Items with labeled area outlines
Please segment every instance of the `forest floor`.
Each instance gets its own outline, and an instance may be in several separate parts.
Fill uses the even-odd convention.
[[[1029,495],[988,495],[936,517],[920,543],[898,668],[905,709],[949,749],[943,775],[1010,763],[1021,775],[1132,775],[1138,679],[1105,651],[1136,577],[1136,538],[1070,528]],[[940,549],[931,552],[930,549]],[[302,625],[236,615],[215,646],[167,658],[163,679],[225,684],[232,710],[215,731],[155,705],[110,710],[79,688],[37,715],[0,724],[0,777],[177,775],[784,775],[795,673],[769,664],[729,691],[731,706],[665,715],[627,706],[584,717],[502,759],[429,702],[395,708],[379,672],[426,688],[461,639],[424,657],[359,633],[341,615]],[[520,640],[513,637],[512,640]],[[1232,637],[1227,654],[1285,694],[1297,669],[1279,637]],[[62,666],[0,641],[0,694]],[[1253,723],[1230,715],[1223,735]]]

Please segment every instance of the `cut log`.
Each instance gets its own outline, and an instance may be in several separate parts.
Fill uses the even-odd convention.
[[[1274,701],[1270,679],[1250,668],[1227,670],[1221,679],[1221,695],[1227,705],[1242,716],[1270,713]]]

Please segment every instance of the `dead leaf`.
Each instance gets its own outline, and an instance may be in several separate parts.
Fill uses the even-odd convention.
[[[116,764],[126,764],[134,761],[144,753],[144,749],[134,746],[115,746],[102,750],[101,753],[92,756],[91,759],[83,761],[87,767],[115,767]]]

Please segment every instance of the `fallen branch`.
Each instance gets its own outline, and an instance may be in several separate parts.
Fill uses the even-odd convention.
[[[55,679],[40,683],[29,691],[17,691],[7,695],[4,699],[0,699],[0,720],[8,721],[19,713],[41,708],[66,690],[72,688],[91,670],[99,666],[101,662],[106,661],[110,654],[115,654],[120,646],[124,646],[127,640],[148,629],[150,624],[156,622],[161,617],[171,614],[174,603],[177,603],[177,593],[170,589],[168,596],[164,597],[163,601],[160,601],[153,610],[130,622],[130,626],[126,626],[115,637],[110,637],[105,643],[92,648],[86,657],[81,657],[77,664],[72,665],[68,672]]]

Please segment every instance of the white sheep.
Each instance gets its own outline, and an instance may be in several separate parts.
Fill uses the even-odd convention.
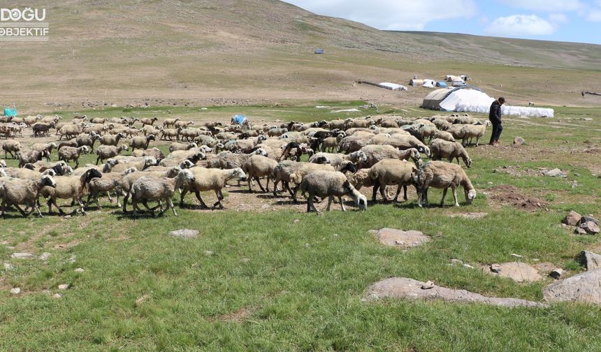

TASK DETAILS =
Arrange every line of the items above as a single numbered list, skipping the blank lines. Leave the pictures out of your answer.

SOLUTION TO THE EXERCISE =
1. Please segment every instance of the `forest floor`.
2. Each instance gets its own outline, and an instance may be in several separate parts.
3. Fill uses the even-odd convention.
4. [[[1029,495],[988,495],[936,517],[920,543],[898,668],[905,709],[949,749],[943,775],[1010,763],[1021,775],[1132,775],[1138,679],[1105,651],[1136,577],[1136,538],[1070,528]],[[940,549],[931,552],[930,549]],[[302,625],[236,615],[215,646],[167,658],[163,679],[225,684],[232,710],[215,731],[155,705],[110,710],[79,688],[37,715],[0,724],[0,777],[177,775],[784,775],[795,673],[769,664],[729,691],[731,706],[665,715],[627,706],[584,717],[502,759],[429,702],[395,708],[379,672],[426,688],[461,639],[424,657],[359,633],[341,615]],[[520,640],[513,637],[512,640]],[[1232,637],[1227,654],[1285,694],[1297,669],[1279,637]],[[62,666],[0,641],[0,694]],[[1253,723],[1230,715],[1223,735]]]
5. Please segment every instance of the `cut log`.
6. Each instance gets its own outline, and an instance may be in several separate parts.
7. Fill uses the even-odd convention.
8. [[[1274,701],[1270,679],[1250,668],[1227,670],[1221,679],[1221,695],[1227,705],[1242,716],[1270,713]]]
9. Please segment every instance of the `dead leaf`.
10. Each instance gets its own outline, and an instance may be in several separate parts.
11. Fill uses the even-odd convention.
12. [[[116,764],[126,764],[134,761],[144,753],[144,749],[134,746],[115,746],[102,750],[101,753],[92,756],[91,759],[83,761],[87,767],[115,767]]]
13. Please segment every instance of the `fallen branch`.
14. Each instance gets its own outline, and an instance may be in several separate parts.
15. Fill uses the even-odd convention.
16. [[[55,679],[40,683],[29,691],[17,691],[7,695],[4,699],[0,699],[0,720],[8,721],[19,713],[41,708],[66,690],[72,688],[91,670],[99,666],[101,662],[106,661],[110,654],[115,654],[120,646],[124,646],[127,640],[148,629],[150,624],[156,622],[161,617],[171,614],[174,603],[177,603],[177,593],[170,589],[168,596],[164,597],[163,601],[160,601],[153,610],[130,622],[130,626],[126,626],[115,637],[110,637],[105,643],[92,648],[86,657],[81,657],[77,664],[72,665],[68,672]]]
17. Please segment every instance of the white sheep.
18. Each instance gets its own outline, and an instance may be in several separate parts.
19. Fill uses the even-odd convention.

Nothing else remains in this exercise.